Data records
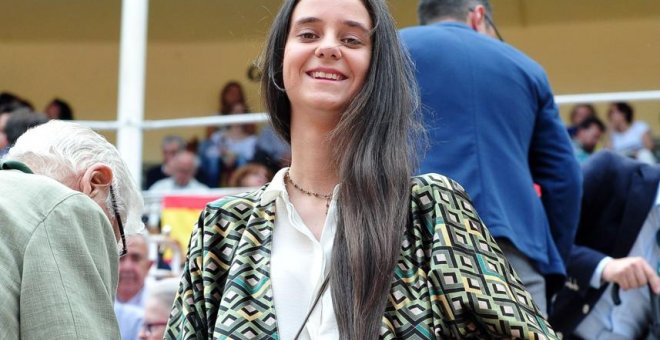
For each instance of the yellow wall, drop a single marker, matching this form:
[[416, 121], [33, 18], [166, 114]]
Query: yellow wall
[[184, 76]]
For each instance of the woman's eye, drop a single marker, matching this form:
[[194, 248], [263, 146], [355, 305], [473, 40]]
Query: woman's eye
[[352, 42], [307, 36]]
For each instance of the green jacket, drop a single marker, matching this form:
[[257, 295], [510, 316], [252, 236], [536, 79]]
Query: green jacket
[[58, 262], [452, 280]]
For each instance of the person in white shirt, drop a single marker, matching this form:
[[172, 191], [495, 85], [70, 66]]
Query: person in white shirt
[[627, 136], [344, 244], [182, 167]]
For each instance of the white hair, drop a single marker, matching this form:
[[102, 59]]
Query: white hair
[[61, 150]]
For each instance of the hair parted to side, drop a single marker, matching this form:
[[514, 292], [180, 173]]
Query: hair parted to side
[[374, 156], [60, 149], [429, 11]]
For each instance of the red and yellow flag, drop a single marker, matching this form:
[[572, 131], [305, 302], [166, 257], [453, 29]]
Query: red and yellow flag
[[179, 214]]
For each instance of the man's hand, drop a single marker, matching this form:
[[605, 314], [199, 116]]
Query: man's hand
[[630, 273]]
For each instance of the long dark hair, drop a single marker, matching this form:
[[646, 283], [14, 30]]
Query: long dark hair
[[374, 159]]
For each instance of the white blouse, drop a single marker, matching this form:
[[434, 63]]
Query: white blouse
[[299, 263]]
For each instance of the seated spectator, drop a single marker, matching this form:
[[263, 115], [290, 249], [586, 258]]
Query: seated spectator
[[59, 109], [628, 137], [132, 287], [157, 312], [616, 243], [586, 137], [170, 146], [579, 113], [226, 150], [231, 97], [250, 175], [183, 167], [271, 150], [20, 121]]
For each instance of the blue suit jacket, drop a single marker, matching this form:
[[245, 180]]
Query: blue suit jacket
[[618, 196], [494, 127]]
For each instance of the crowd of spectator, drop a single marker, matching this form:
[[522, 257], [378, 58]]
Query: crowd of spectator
[[622, 133]]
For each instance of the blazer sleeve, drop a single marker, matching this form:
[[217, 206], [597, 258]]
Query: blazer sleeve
[[556, 170], [70, 275], [188, 319], [478, 292], [598, 184]]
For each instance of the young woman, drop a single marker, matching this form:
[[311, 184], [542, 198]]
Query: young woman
[[339, 245]]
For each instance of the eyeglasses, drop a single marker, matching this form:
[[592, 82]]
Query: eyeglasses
[[149, 327], [491, 23], [123, 249]]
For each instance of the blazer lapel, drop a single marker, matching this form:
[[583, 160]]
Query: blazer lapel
[[639, 200]]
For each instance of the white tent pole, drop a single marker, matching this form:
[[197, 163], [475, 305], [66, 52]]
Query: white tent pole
[[132, 60]]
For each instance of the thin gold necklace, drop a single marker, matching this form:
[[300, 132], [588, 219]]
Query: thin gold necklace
[[326, 197]]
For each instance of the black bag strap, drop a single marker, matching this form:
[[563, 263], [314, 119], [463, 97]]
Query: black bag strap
[[654, 328], [324, 286], [14, 165]]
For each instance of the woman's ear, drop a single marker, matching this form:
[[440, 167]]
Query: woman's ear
[[96, 179]]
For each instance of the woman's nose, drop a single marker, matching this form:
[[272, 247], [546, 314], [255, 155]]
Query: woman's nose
[[328, 51]]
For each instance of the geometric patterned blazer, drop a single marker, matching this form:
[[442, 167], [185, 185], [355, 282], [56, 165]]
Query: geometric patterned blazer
[[451, 280]]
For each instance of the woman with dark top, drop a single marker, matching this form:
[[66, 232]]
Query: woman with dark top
[[344, 244]]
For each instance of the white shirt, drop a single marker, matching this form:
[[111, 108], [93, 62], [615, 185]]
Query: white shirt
[[630, 140], [627, 319], [299, 263]]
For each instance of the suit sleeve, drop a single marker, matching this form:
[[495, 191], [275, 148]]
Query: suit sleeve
[[69, 275], [556, 170], [597, 181], [479, 293]]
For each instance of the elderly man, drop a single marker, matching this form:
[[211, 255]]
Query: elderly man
[[494, 127], [66, 199]]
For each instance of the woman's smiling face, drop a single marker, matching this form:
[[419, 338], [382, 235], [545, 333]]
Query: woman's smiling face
[[327, 53]]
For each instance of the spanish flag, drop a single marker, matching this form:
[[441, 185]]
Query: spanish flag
[[179, 214]]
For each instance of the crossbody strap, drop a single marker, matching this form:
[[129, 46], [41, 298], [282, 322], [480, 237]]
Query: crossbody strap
[[14, 165], [323, 288]]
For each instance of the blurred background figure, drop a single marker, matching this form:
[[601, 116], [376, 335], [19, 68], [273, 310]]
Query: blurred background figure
[[586, 137], [627, 136], [59, 109], [170, 146], [579, 113], [227, 149], [10, 102], [183, 168], [250, 175], [271, 150], [617, 242], [20, 121], [132, 288], [232, 99], [474, 127], [231, 95], [133, 270], [158, 307]]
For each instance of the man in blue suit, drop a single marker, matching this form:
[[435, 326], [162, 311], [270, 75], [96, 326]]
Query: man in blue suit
[[494, 127], [616, 242]]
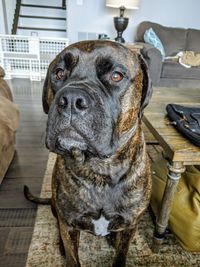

Task directions
Skip the pictures. Return exactly the lines from the one containing "[[601, 116], [376, 335], [19, 68], [273, 310]]" through the end of the data above, both included, and nothing besides.

Result of the task
[[601, 116], [376, 335], [19, 68], [273, 310]]
Query: blurred background figure
[[586, 137], [627, 136], [59, 109], [170, 146], [579, 113], [227, 149], [10, 102], [183, 168], [250, 175], [271, 150], [617, 242], [20, 121], [132, 288], [232, 99], [474, 127], [231, 95], [133, 270], [158, 307]]
For each instance of the man in blue suit, drop a single marker, matching this form:
[[435, 326], [162, 311], [270, 75], [96, 326]]
Query: man in blue suit
[[494, 127], [616, 242]]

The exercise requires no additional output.